→ Raw data:

------------------------------------------------------------

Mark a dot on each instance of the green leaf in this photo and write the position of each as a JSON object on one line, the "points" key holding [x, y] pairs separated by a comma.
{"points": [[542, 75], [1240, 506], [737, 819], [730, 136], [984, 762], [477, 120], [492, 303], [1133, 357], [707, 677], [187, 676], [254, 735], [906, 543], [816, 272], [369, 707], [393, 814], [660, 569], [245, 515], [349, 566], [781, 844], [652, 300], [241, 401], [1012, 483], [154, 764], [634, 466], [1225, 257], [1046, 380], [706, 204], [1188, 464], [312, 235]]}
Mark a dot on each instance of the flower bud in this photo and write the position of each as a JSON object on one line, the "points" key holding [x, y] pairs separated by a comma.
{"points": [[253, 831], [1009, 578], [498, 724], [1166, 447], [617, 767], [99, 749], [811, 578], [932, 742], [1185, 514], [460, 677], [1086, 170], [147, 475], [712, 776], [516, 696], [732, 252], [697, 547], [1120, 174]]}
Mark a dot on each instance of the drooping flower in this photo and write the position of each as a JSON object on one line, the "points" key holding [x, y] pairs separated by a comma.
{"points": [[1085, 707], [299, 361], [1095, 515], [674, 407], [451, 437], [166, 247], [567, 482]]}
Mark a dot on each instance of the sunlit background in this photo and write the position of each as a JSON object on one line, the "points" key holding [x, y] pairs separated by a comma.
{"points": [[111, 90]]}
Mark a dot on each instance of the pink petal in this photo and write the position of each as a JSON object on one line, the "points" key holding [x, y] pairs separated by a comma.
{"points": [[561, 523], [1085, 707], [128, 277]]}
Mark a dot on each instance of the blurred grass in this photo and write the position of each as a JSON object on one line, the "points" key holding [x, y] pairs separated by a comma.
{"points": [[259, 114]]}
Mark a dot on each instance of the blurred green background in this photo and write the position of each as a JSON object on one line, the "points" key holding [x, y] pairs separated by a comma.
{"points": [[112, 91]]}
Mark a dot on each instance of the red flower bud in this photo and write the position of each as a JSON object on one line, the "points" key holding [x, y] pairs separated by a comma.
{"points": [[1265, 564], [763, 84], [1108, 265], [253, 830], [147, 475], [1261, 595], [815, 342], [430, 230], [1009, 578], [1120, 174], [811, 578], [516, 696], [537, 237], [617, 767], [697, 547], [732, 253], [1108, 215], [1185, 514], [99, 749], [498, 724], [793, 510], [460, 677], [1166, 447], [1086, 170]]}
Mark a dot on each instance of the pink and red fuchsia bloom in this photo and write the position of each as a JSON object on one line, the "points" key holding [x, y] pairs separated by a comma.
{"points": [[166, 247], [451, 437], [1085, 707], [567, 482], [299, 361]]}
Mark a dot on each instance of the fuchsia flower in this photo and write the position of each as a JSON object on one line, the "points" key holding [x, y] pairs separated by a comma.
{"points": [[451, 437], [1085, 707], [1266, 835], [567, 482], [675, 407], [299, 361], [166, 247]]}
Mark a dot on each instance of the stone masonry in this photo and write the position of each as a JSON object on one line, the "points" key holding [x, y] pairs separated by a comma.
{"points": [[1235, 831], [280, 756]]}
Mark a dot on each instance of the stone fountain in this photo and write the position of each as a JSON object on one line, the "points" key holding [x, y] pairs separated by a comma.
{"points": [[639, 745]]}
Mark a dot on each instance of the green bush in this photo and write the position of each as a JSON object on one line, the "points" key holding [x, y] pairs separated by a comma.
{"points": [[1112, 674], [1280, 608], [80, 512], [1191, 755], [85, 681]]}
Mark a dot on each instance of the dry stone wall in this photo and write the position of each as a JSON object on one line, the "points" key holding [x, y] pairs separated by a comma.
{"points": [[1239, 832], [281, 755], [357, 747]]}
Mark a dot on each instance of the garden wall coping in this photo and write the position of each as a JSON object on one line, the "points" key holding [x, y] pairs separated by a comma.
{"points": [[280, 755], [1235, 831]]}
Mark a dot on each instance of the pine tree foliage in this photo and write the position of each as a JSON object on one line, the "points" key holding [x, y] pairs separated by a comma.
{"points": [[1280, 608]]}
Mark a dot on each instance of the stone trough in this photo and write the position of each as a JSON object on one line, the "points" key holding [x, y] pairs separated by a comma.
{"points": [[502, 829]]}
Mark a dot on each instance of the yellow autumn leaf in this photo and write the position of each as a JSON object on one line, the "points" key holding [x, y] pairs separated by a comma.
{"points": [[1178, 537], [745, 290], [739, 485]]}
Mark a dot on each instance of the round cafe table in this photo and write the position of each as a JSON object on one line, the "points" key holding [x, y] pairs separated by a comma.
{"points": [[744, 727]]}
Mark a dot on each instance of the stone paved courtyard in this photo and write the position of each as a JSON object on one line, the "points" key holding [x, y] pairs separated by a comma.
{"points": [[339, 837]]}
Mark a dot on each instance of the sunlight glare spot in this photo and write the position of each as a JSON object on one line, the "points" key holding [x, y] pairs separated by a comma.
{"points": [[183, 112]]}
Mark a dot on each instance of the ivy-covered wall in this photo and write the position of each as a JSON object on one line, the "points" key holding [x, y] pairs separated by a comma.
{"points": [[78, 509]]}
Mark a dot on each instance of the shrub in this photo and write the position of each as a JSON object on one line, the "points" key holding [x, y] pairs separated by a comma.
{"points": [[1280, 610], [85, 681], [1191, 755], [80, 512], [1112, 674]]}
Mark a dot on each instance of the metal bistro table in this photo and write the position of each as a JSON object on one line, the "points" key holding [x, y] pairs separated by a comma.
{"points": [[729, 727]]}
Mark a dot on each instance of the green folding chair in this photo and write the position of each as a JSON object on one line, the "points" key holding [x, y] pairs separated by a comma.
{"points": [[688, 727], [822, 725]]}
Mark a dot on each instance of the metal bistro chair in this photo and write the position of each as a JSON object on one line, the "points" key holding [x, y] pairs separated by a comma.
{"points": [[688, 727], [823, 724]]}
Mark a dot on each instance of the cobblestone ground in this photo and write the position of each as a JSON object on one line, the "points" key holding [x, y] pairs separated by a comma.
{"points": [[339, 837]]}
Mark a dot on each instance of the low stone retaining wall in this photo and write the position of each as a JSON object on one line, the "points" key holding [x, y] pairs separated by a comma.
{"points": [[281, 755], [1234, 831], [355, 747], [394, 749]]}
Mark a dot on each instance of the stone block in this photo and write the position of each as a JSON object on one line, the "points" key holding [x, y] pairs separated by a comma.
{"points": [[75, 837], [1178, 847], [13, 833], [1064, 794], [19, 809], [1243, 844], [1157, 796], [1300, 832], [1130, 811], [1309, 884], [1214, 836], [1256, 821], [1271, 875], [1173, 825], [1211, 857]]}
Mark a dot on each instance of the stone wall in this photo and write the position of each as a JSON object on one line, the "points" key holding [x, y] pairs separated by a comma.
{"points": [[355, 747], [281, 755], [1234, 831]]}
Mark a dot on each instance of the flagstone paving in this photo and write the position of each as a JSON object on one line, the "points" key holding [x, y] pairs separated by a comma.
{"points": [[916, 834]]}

------------------------------------------------------------

Rewrite the records from the line with "Mark a dot on each instance of the flagstone" up to and including the last line, replacing "flagstone paving" with "stone pavement" and leaving everything else unchanged.

→ Response for this exercise:
Mark a dot on each instance of the stone pavement in this photo and write the position of each as a JSON object on one line, the "points" key holding [x, y] pairs separated by a comma.
{"points": [[916, 834]]}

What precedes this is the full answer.